(Data listing)
○ ○ ○ ○
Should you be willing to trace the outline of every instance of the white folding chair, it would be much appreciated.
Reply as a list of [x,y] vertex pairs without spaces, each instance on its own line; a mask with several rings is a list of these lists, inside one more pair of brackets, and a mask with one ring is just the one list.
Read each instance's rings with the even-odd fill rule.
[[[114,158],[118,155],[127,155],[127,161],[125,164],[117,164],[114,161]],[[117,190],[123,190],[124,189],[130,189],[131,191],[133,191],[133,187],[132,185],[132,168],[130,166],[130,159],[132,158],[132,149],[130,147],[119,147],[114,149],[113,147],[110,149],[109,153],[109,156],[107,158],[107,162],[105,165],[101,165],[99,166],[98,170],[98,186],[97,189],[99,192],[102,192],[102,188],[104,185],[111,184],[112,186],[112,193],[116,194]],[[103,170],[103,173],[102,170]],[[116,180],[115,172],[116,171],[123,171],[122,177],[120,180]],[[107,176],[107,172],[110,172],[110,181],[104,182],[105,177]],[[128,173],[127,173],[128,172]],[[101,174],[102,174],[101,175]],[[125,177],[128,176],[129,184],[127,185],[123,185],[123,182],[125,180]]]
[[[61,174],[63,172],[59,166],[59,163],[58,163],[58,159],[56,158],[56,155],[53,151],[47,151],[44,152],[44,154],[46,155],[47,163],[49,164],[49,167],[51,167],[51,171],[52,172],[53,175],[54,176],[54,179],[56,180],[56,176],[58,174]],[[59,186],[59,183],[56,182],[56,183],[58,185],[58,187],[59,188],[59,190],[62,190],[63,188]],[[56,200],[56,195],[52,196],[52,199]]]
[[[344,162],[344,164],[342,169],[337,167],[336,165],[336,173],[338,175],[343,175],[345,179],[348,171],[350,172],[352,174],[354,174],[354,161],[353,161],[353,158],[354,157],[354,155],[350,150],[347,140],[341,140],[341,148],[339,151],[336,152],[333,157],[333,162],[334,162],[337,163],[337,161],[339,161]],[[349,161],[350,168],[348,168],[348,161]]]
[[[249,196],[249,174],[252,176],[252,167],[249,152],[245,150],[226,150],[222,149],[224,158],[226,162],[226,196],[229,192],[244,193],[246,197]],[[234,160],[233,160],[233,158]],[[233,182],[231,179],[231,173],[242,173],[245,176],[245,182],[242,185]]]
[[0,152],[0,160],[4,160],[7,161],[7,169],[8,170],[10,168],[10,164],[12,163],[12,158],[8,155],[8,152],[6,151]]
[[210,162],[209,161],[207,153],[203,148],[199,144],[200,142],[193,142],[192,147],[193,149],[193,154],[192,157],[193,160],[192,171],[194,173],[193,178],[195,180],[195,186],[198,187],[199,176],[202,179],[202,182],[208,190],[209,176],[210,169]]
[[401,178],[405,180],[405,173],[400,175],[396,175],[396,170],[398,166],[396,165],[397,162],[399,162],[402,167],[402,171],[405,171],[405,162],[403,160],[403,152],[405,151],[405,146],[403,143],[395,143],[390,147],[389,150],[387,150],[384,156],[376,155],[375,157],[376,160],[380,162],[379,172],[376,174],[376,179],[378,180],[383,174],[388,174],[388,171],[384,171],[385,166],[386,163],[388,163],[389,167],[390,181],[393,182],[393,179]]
○ ○ ○ ○
- **What is being asked**: Render all of the data above as a numbered list, omitting any blank lines.

- **Complete answer**:
1. Should you be willing to trace the outline of every instance of the white folding chair, it would be much appreciated.
2. Reply as a list of [x,y] vertex pairs without spaces, each instance on its own line; a mask with several rings is a list of these lists, inside one more pair of brackets, and a mask with one ring is just the one list.
3. Read each instance's rings with the even-odd fill rule.
4. [[[114,158],[118,155],[127,155],[127,161],[125,164],[117,164],[114,161]],[[117,190],[123,190],[124,189],[130,189],[131,191],[133,191],[133,187],[132,185],[132,168],[130,166],[130,159],[132,158],[132,149],[130,147],[119,147],[114,149],[113,147],[110,149],[109,153],[109,156],[107,158],[107,162],[105,165],[101,165],[99,166],[98,170],[98,186],[97,189],[99,192],[102,192],[102,188],[104,185],[111,184],[112,186],[112,193],[116,194]],[[103,170],[103,173],[102,170]],[[116,180],[115,172],[116,171],[123,171],[122,177],[120,180]],[[107,176],[107,172],[110,172],[110,181],[104,182],[105,177]],[[128,173],[127,173],[128,172]],[[101,174],[102,174],[101,175]],[[125,177],[128,176],[129,184],[127,185],[123,185],[123,182],[125,180]]]
5. [[[61,174],[63,172],[59,166],[59,163],[58,163],[58,159],[56,158],[56,155],[53,151],[47,151],[44,152],[44,154],[46,155],[47,163],[49,164],[49,167],[51,167],[51,171],[52,172],[53,175],[54,176],[54,179],[56,180],[56,176],[58,174]],[[59,186],[59,183],[56,182],[56,183],[58,185],[58,187],[59,188],[59,190],[62,190],[63,188]],[[56,200],[56,195],[52,196],[52,199]]]
6. [[[344,162],[344,164],[342,169],[337,167],[336,165],[336,173],[338,175],[343,175],[345,179],[348,171],[350,172],[352,174],[354,174],[354,161],[353,161],[353,158],[354,157],[354,155],[350,150],[347,140],[341,140],[341,148],[339,151],[336,152],[333,157],[333,162],[334,162],[337,163],[337,161],[339,161]],[[349,161],[350,168],[348,168],[348,161]]]
7. [[[249,196],[249,174],[252,176],[252,167],[249,152],[245,150],[226,150],[222,149],[224,158],[226,162],[226,196],[229,192],[244,193],[246,197]],[[234,160],[233,160],[233,158]],[[233,182],[231,179],[231,173],[242,173],[245,176],[245,182],[242,185]]]
8. [[0,152],[0,160],[4,160],[7,161],[7,169],[8,170],[10,168],[10,164],[12,163],[12,158],[8,155],[8,152],[6,151]]
9. [[210,162],[209,161],[207,153],[203,148],[199,144],[200,142],[193,142],[192,147],[193,149],[193,154],[192,157],[193,160],[192,171],[194,173],[193,178],[195,180],[195,186],[198,187],[199,176],[202,179],[202,182],[208,190],[209,176],[210,169]]
10. [[401,178],[405,180],[405,173],[400,175],[396,175],[396,170],[398,166],[396,165],[397,162],[399,162],[402,167],[402,171],[405,171],[405,162],[403,160],[403,152],[405,151],[405,146],[403,143],[395,143],[390,147],[389,150],[387,150],[384,156],[376,155],[375,157],[376,160],[380,162],[379,172],[376,174],[376,179],[378,180],[383,174],[388,174],[388,171],[384,171],[385,166],[386,163],[388,163],[389,167],[390,181],[393,182],[393,179]]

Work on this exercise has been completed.